TASK OBJECTIVE
Can you carry the passage on Xilinx's low-cost Spartan-3 FPGAs forward from its last sentence?

SUPPLIED PASSAGE
In addition, by making programmable technology more affordable and accessible, new types of functionality and features will now be available in a wider range of end products.

Richard Wawrzyniak, Senior Analyst for ASICs and SoCs at Semico Research Corp agrees: "With today's announcement of low-cost FPGAs, Xilinx is positioned to initiate a new wave of innovative solutions aimed at empowering a whole range of applications that previously could not use FPGAs.

The design alternatives open to engineers have been expanded by the new Spartan 3 family of FPGAs due to their high functionality, off-the-shelf availability and low cost structure; and clear advantages over custom ASICs when the major concern is to reduce costs and get to market faster".

The new 90nm Spartan-3 platform has been built upon the proven success of Spartan Series products, which have been broadly adopted in high-volume, high-growth consumer applications - the most difficult high-volume market to penetrate and one historically dominated by ASICs.

Since its introduction in 1998, Xilinx has shipped more than 50 million Spartan Series devices that have been designed into innovative products ranging from set-top-boxes and plasma display televisions to automotive telematics.

Point labeling examples
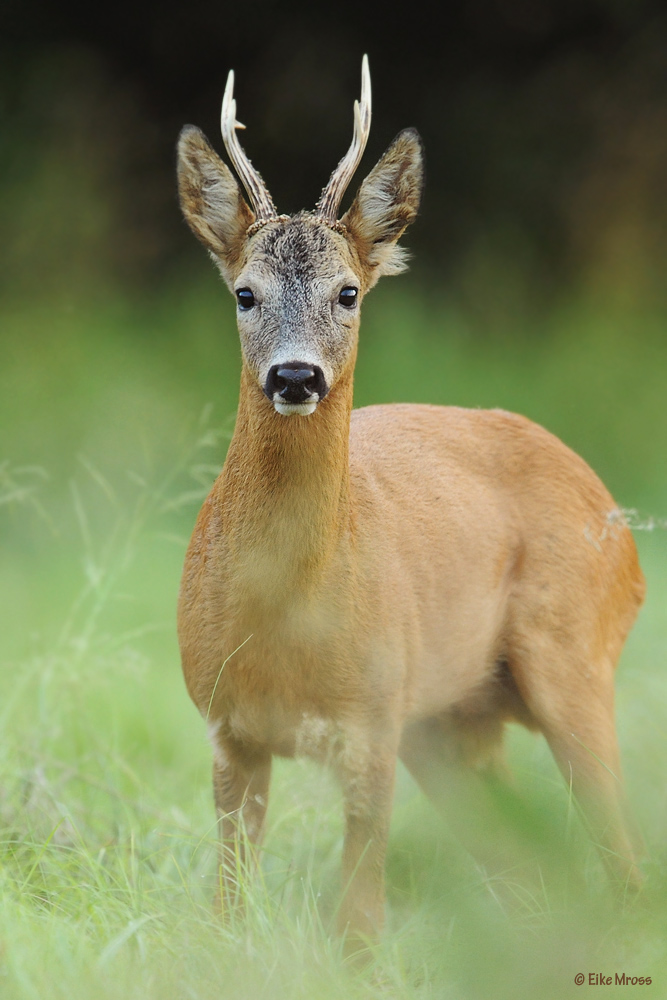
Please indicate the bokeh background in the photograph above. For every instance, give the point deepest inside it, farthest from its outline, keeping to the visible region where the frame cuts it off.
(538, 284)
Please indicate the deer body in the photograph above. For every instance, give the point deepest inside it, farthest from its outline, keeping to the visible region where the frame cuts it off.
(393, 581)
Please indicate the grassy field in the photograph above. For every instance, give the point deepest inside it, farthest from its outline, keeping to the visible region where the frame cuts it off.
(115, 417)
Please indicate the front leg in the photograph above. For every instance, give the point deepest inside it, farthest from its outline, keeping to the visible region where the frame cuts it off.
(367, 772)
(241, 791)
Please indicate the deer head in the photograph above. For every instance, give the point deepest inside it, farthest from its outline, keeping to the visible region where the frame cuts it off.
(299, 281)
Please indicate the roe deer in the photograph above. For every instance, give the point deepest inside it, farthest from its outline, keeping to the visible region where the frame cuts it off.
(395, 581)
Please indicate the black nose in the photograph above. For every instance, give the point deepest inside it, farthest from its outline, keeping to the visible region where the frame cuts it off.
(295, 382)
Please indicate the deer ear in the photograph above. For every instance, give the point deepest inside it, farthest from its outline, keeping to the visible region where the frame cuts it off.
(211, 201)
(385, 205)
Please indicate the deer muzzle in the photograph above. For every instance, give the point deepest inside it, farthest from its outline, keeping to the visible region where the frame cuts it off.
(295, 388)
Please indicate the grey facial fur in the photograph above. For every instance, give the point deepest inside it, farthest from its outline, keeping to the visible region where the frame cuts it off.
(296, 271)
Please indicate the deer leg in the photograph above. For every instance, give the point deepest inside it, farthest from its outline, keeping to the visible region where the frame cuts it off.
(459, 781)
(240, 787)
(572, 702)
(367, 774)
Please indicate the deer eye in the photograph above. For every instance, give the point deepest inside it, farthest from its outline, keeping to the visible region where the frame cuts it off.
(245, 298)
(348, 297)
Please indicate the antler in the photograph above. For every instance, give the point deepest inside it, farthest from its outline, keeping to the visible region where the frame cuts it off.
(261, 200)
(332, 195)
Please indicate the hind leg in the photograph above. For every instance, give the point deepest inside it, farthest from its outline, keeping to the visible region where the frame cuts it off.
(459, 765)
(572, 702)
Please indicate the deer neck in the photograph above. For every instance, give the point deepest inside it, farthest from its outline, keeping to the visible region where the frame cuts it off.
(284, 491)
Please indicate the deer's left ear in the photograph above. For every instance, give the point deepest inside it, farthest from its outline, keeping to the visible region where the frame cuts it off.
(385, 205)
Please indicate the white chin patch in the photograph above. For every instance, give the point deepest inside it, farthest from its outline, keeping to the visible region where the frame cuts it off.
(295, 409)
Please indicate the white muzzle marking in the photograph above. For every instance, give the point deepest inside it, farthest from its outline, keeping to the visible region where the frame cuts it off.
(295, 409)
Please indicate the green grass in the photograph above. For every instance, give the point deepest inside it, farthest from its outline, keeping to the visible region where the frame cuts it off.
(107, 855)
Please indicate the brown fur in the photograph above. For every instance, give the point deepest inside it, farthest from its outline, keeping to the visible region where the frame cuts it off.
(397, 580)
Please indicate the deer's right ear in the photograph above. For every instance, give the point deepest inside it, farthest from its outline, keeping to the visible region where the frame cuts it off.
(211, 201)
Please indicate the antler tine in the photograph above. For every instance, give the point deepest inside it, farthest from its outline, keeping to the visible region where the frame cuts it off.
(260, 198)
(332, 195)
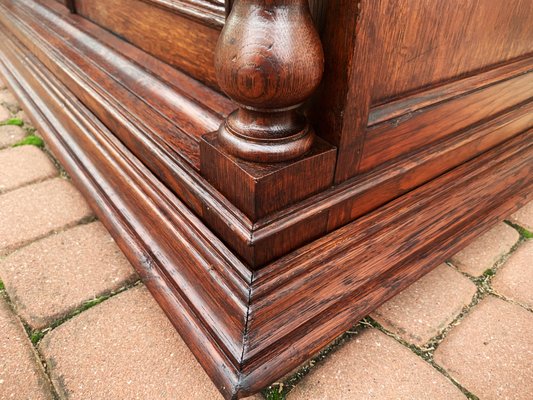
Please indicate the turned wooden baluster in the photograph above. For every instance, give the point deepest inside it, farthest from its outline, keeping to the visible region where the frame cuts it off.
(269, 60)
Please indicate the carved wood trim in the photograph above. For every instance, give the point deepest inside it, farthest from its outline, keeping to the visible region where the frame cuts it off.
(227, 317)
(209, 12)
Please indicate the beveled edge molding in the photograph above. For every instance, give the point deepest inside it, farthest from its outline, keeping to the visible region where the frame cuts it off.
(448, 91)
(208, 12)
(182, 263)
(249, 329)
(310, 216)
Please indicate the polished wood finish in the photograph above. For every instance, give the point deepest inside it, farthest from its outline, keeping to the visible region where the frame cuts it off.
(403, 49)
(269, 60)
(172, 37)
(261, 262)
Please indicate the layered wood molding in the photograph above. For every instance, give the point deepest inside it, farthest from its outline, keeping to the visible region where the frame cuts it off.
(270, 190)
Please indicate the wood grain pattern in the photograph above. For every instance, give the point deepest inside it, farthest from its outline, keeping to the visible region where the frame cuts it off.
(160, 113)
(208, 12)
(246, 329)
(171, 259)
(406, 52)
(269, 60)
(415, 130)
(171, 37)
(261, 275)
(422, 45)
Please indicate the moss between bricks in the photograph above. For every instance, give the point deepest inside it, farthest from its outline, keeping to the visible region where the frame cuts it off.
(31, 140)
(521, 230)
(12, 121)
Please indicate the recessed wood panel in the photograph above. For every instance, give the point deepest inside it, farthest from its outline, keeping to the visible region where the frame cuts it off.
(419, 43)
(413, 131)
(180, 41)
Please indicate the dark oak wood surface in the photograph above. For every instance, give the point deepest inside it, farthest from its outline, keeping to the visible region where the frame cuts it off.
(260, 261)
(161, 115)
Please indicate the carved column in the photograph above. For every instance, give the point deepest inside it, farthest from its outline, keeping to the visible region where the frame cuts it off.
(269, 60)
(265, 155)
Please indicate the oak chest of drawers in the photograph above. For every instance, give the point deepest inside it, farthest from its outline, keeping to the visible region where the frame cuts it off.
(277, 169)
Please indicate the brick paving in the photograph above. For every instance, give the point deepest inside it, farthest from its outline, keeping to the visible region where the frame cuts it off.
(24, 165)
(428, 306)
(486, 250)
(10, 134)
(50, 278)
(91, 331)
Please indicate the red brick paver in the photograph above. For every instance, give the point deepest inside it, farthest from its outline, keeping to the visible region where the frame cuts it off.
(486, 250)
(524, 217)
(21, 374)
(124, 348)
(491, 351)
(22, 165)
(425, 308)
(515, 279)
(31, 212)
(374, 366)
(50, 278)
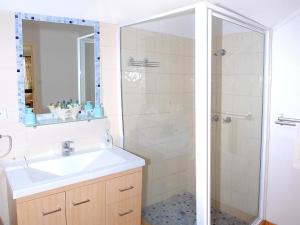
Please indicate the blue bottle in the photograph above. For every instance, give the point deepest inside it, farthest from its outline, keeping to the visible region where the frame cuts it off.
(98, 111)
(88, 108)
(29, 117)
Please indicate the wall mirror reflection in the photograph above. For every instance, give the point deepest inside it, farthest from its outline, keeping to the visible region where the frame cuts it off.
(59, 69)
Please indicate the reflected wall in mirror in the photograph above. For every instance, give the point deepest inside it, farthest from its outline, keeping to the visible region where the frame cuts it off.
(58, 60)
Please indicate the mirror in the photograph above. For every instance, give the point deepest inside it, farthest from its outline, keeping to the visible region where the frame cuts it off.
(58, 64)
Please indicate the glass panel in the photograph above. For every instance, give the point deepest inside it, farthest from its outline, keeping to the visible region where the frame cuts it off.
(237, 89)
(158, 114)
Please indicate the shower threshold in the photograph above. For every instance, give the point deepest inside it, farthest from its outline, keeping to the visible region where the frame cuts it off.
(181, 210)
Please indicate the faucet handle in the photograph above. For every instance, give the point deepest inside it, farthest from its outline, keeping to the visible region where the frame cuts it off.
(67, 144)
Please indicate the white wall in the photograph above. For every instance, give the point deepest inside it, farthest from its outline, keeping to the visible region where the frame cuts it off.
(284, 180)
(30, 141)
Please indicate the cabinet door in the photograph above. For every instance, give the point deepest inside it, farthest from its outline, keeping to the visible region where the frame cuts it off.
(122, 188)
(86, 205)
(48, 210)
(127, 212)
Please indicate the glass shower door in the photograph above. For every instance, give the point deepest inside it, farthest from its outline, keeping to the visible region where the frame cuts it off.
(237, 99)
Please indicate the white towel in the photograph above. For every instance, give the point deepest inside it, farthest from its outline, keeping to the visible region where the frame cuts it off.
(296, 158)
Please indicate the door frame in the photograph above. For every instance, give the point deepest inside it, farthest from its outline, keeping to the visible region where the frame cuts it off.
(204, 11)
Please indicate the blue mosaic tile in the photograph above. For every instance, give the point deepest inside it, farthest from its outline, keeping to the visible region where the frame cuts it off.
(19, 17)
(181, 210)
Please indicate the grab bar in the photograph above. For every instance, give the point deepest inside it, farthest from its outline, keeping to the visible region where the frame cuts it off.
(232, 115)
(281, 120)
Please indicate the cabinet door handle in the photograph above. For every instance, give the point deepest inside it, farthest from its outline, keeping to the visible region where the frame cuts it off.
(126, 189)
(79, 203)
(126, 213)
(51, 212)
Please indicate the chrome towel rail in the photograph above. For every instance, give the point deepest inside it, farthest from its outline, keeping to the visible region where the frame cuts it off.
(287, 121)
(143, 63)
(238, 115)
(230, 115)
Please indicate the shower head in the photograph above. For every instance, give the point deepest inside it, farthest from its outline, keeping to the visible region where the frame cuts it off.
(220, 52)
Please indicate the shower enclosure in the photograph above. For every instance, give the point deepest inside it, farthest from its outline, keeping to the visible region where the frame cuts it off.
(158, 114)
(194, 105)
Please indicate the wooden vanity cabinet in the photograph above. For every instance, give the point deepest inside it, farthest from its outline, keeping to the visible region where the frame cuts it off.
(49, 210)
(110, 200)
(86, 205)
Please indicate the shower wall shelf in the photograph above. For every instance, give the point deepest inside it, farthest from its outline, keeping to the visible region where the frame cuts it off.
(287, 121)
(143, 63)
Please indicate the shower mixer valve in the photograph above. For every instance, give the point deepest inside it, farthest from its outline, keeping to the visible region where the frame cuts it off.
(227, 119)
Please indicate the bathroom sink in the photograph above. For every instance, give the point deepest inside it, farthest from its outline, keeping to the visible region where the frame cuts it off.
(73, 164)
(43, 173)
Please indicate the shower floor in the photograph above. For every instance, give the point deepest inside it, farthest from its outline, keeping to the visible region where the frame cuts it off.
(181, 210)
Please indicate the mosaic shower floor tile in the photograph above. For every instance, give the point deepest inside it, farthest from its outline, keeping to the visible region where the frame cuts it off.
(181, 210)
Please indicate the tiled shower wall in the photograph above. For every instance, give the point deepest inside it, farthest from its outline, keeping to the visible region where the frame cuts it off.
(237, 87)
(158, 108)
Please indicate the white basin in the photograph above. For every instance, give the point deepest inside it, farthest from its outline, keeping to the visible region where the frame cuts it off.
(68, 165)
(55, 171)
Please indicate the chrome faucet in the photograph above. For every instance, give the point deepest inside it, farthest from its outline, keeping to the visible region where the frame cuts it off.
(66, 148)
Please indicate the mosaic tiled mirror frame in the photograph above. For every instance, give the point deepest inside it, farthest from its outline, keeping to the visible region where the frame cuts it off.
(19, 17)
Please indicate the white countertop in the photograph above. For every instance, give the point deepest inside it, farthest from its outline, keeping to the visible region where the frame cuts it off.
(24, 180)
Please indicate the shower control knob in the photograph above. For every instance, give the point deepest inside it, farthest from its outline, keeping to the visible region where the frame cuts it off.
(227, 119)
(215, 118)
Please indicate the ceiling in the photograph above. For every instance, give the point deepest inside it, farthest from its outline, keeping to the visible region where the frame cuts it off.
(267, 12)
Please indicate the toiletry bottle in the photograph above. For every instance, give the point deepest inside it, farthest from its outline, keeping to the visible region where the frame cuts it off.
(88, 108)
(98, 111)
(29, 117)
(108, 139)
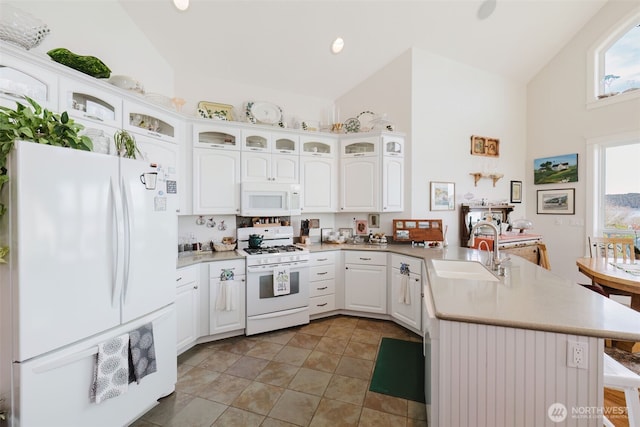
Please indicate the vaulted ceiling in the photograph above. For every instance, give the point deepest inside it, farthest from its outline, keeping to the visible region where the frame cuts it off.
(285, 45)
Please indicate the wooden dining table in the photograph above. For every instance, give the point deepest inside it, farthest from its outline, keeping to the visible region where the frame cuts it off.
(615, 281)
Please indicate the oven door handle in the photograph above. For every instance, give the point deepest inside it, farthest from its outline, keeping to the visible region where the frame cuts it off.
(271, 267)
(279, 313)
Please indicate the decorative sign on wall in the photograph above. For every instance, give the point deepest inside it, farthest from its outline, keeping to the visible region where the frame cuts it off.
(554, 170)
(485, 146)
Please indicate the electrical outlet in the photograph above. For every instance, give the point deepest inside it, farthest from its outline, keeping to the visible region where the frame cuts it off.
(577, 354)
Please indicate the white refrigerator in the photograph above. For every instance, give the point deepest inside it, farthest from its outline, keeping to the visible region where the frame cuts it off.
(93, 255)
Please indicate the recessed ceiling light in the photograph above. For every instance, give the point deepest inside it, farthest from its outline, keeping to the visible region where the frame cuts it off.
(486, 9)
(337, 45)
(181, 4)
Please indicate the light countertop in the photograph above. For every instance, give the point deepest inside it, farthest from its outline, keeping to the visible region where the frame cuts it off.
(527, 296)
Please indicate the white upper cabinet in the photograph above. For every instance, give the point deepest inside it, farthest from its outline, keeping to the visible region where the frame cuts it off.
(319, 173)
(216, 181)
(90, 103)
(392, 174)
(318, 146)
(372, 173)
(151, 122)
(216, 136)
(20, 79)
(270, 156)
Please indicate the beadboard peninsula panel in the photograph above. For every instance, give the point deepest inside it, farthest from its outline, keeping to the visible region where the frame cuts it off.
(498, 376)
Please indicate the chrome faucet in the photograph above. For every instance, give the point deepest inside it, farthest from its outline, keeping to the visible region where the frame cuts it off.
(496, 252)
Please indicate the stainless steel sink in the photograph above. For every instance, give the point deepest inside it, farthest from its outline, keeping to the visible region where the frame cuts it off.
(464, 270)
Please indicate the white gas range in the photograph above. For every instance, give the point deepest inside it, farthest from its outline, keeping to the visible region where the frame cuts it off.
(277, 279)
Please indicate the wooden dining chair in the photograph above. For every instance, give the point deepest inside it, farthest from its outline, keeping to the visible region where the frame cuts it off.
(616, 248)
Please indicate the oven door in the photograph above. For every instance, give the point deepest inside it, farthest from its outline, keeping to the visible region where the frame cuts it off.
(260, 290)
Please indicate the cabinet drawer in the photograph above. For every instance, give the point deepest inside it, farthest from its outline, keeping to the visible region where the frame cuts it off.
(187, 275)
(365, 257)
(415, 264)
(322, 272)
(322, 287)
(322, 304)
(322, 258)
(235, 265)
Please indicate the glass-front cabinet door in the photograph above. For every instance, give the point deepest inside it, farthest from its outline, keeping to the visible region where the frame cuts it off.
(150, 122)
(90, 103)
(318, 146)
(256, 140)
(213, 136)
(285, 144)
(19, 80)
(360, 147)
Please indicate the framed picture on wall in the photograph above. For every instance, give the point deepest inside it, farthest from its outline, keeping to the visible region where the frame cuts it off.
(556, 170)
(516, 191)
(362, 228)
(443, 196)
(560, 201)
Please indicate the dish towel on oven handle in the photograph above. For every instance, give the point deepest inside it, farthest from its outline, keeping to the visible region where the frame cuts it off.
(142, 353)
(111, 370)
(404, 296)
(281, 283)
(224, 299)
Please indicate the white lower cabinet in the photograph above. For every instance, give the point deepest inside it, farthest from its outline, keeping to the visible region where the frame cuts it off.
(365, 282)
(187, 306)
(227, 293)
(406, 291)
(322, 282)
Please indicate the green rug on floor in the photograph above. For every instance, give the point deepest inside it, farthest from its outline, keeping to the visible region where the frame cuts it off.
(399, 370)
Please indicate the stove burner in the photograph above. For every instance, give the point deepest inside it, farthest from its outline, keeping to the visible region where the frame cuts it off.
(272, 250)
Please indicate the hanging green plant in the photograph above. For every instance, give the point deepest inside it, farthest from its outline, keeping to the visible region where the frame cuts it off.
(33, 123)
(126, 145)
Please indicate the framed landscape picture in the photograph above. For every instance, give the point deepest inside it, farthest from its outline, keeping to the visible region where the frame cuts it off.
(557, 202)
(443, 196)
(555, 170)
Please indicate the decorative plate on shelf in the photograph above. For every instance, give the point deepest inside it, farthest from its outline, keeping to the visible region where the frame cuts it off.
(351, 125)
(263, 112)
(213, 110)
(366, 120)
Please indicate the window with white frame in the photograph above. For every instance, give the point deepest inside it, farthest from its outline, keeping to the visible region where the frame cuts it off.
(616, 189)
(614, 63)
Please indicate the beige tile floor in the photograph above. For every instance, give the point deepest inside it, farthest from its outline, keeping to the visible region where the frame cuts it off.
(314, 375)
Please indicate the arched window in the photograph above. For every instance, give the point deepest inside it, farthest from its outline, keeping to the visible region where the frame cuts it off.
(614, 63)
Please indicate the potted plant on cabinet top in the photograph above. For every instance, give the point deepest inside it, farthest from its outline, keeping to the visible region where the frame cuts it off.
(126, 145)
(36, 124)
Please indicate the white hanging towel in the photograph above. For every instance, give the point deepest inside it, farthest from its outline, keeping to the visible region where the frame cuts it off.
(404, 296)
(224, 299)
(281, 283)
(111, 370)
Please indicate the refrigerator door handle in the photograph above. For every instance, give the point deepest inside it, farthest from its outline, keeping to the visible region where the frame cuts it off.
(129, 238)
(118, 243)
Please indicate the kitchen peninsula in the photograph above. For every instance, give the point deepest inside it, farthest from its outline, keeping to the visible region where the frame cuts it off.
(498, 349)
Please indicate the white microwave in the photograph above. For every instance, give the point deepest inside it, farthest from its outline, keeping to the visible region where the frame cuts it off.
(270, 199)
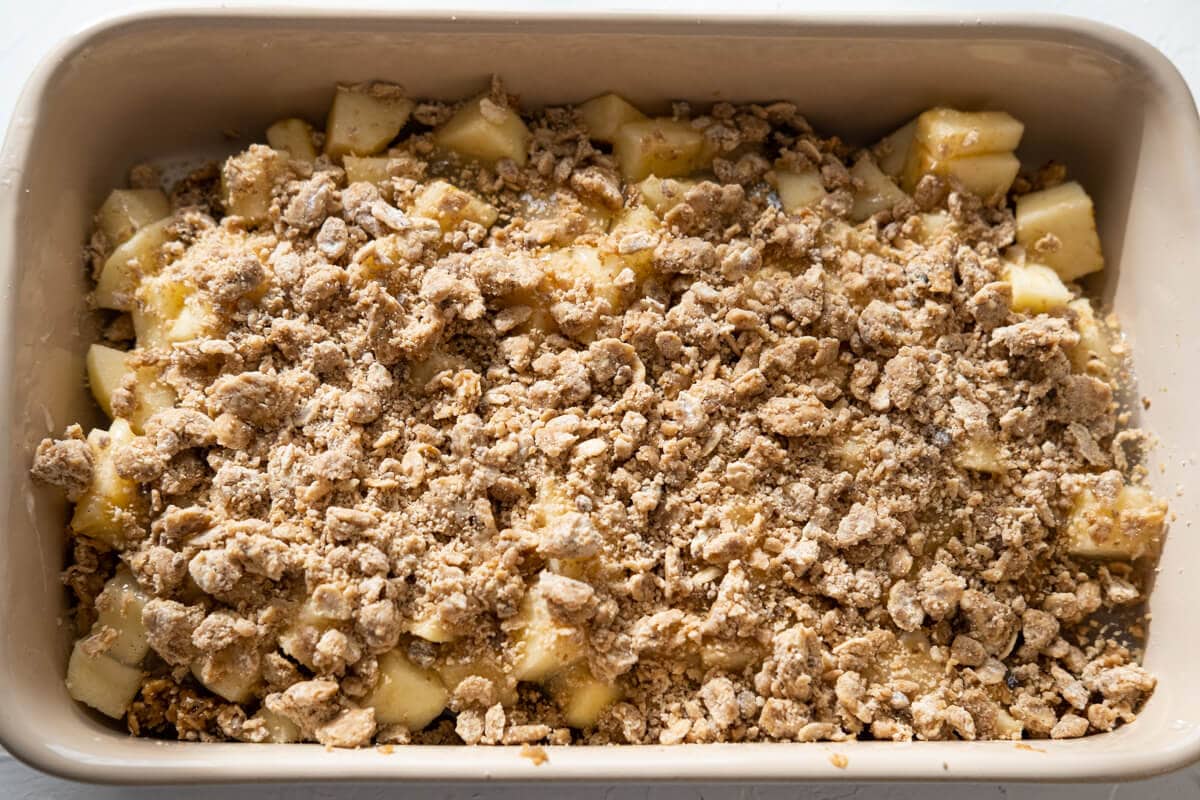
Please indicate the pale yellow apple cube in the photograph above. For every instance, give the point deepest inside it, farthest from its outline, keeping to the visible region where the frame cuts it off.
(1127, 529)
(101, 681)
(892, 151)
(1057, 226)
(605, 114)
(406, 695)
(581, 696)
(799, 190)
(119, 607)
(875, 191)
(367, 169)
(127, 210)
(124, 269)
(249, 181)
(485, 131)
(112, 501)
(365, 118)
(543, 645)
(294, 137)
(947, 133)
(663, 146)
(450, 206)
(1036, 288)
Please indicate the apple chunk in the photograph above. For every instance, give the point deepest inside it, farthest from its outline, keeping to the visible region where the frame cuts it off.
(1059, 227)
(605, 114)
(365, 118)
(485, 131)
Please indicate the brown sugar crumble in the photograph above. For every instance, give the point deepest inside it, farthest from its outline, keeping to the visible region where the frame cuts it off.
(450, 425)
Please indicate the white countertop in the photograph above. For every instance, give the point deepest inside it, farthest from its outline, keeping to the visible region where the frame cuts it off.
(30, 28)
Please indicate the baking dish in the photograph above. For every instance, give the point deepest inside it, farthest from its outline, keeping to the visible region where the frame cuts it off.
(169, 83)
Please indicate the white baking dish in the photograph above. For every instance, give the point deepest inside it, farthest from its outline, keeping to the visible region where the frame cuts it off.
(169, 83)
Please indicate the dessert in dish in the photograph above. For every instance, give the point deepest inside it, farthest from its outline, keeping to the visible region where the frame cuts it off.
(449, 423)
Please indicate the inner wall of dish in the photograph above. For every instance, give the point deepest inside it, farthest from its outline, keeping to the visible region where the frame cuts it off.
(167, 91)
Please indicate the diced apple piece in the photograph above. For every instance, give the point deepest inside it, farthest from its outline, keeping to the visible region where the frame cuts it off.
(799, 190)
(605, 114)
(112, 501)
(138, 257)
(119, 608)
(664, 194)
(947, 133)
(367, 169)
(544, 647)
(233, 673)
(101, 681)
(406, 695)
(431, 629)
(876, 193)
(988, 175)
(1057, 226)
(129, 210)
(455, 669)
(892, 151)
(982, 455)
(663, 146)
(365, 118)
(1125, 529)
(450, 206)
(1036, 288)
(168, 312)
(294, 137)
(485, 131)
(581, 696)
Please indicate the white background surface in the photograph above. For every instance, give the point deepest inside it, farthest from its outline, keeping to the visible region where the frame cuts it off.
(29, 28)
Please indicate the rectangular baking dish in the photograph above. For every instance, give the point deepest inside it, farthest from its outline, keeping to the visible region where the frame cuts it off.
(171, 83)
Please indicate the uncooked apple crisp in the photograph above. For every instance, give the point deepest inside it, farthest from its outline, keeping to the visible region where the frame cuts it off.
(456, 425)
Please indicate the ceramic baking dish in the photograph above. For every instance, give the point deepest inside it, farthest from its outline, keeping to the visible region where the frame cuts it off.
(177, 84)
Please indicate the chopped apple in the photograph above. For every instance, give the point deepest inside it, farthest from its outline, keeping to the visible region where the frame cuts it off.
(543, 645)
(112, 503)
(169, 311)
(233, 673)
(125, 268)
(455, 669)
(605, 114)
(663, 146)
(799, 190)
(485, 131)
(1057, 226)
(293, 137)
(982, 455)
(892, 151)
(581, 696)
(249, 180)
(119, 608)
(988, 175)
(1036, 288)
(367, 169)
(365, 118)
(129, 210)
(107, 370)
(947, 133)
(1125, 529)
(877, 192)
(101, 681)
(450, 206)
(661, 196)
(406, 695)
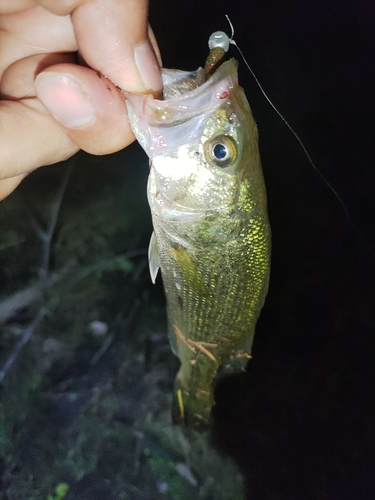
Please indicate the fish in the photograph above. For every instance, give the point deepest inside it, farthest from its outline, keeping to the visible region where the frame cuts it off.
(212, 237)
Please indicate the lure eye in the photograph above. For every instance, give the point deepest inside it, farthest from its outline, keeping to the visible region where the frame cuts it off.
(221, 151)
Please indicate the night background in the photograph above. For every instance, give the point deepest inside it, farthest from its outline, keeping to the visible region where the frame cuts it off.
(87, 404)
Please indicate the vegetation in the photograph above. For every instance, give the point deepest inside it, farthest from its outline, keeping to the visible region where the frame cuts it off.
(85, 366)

EXERCISE RESPONSE
"Xilinx Spartan Series FPGAs provided a cost-effective, programmable alternative to ASICs", said Richard Beckert, Hardware Design Lead at Microsoft Corp.

"We chose the Spartan series FPGA because it provided us with a time-to-market advantage, the flexibility to make last minute changes, as well as impressive product support from Xilinx".

The new Spartan-3 family consists of eight devices at prices starting below $3.50.

First customer shipments of new Spartan XC3S50 (50,000 system gates for less than $3.50), and XC3S1000 (1 million system gates for less than $20) began last month.

Additional family members will begin shipping in the summer 2003.

The entire Spartan-3 family will be available in volume production in early 2004 from distributors worldwide, or direct from Xilinx.